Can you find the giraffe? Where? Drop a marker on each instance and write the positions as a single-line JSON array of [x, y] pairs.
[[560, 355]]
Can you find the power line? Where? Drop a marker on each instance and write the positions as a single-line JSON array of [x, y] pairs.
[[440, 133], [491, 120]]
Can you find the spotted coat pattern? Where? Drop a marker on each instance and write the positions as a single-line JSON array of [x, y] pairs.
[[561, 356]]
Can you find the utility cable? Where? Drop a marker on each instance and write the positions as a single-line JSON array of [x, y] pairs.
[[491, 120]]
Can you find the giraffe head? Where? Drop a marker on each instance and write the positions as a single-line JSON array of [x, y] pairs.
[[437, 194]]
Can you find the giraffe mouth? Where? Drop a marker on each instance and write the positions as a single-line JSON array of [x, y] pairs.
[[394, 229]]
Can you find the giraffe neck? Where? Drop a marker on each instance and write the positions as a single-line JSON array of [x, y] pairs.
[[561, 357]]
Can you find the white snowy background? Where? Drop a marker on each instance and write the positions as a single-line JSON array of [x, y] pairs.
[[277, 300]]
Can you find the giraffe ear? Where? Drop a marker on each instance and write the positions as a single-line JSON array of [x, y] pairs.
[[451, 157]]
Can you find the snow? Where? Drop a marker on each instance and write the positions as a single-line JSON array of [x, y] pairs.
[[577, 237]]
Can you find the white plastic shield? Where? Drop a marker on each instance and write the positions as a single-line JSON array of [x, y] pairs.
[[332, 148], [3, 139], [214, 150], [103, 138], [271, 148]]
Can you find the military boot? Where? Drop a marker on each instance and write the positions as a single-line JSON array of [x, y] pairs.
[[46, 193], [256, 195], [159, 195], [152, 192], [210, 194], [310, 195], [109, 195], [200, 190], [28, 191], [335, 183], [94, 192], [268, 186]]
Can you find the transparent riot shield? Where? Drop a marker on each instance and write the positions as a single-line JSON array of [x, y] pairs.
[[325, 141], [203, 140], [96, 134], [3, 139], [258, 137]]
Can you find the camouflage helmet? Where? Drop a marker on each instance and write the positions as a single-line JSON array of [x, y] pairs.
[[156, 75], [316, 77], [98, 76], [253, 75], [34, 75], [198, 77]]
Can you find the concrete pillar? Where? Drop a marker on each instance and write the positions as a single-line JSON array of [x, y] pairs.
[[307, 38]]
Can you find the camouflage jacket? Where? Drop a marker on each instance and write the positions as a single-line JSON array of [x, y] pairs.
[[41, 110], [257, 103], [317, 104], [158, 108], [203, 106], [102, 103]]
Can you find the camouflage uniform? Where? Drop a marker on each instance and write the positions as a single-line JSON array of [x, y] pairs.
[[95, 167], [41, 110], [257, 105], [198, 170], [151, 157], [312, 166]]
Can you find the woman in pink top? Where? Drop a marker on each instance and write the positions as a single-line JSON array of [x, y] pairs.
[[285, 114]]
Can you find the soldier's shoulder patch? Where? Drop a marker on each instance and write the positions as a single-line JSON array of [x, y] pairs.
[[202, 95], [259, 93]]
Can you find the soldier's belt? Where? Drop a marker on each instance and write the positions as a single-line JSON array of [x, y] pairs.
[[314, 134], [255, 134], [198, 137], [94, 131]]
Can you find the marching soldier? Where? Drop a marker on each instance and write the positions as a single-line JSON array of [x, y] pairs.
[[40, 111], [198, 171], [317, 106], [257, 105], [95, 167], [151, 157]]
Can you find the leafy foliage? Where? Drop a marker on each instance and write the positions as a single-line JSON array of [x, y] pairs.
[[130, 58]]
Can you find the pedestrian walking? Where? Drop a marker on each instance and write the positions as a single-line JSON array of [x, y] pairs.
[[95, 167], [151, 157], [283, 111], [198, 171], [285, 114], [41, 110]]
• • •
• _Problem description_
Can you render every line of the records above as a Markdown table with the columns "Row" and "Record text," one row per line and blank lines left out?

• _Result of this task_
| Row | Record text |
|---|---|
| 1 | Can you find the giraffe? Where? Drop a marker on each instance and write the positions as a single-line JSON array of [x, y] pairs. |
| 2 | [[560, 355]] |
| 3 | Can you find the power line? Where? Drop a marker on each instance and write the positions as a single-line JSON array of [x, y] pairs. |
| 4 | [[440, 133], [491, 120]] |
| 5 | Can you find the spotted coat pattern? Where? Drop a marker on each instance and write the positions as a single-line JSON array of [x, y] pairs. |
| 6 | [[561, 356]] |
| 7 | Can you find the utility cable? Where? Drop a marker on each instance and write the positions as a single-line JSON array of [x, y] pairs. |
| 8 | [[491, 120]] |
| 9 | Can you find the giraffe head? Where? Drop a marker on each instance and write the positions as a single-line JSON array of [x, y] pairs. |
| 10 | [[437, 194]] |
| 11 | Can you find the giraffe mouth? Where? Drop a marker on each instance and write the positions as a single-line JSON array of [x, y] pairs. |
| 12 | [[394, 229]] |
| 13 | Can you find the giraffe neck? Where? Drop a marker on each instance and write the positions as a single-line JSON array of [x, y] pairs. |
| 14 | [[561, 357]] |
| 15 | Can you find the white snowy background? Where? Drop a marker on each instance and write the positions as a single-line JSON array of [x, y] pairs. |
| 16 | [[277, 300]] |
| 17 | Can you find the giraffe ear? Where? Drop a marker on each instance and write the positions as a single-line JSON array of [x, y] pairs. |
| 18 | [[451, 157]] |
| 19 | Can you find the snow? Where? Drop a marker on each instance and write the positions as a single-line JSON array of [x, y] pairs. |
| 20 | [[577, 237]] |
| 21 | Can you find the white plastic shield? Where? Drop a marker on each instance and write the positions as a single-line JSON array of [x, y] pairs. |
| 22 | [[332, 148], [3, 139], [214, 150], [103, 138], [271, 148]] |
| 23 | Can you find the military boot? Where? Drop a marker on each instance and write the positions as a single-line JSON array of [x, y] pairs. |
| 24 | [[46, 193], [256, 195], [159, 195], [152, 192], [210, 194], [310, 195], [109, 195], [200, 190], [28, 191], [335, 183], [94, 192], [268, 186]] |
| 25 | Can you find the transparent riot shield? Where? Drop a marker on each instance and write the positions as a single-line JSON array of [x, y] pairs. |
| 26 | [[325, 141], [203, 140], [96, 134], [3, 139], [258, 137]] |
| 27 | Can you find the camouflage helmet? Where? Drop a marker on each instance and write the positions as a single-line JSON array of [x, y] pairs. |
| 28 | [[156, 75], [316, 77], [98, 76], [253, 75], [34, 75], [198, 77]] |
| 29 | Can you find the concrete pillar? Where? Drop a marker on each instance and write the positions as a single-line JSON array of [x, y] pairs. |
| 30 | [[307, 38]] |
| 31 | Can you find the camouflage jacket? Where? Drop a marker on each instance and write the positions as a single-line JSON array of [x, y] pairs. |
| 32 | [[41, 110], [257, 103], [317, 104], [158, 108], [203, 106], [102, 103]] |
| 33 | Can you find the camouflage uniform? Where? Drop a marker on each instance and write the positions as a single-line JSON array of [x, y] pairs. |
| 34 | [[95, 167], [41, 110], [257, 105], [198, 170], [151, 157], [312, 166]] |
| 35 | Can you find the woman in pink top? Where? Drop a marker on each instance and write the positions as a single-line JSON array of [x, y] pairs. |
| 36 | [[285, 114]] |
| 37 | Can you find the soldier's shoulder patch? Where? Drop a marker on each instance and write the positions as a single-line JSON array of [x, y] pairs. |
| 38 | [[202, 95], [259, 93]] |
| 39 | Can you find the soldier's belt? Where? Drop a marker on each instance and write the positions as a single-line JSON array of [x, y] pairs. |
| 40 | [[314, 134], [255, 134], [198, 137], [94, 131]] |
| 41 | Can you find the marching soldier? Where? Drop a marker on each instance and write the positions as a single-line JSON array of [x, y] pairs. |
| 42 | [[40, 111], [198, 171], [317, 106], [257, 105], [95, 167], [151, 157]] |
| 43 | Can you find the leafy foliage? Where? Drop a marker on each instance and write the positions as a single-line JSON array of [x, y] pairs. |
| 44 | [[130, 58]] |
| 45 | Can you find the pedestrian walking? Where? Drop a marker on each instance and write the positions as a single-line JSON array of [x, y] pairs. |
| 46 | [[95, 167], [151, 157], [283, 111], [198, 171], [285, 114], [41, 110]] |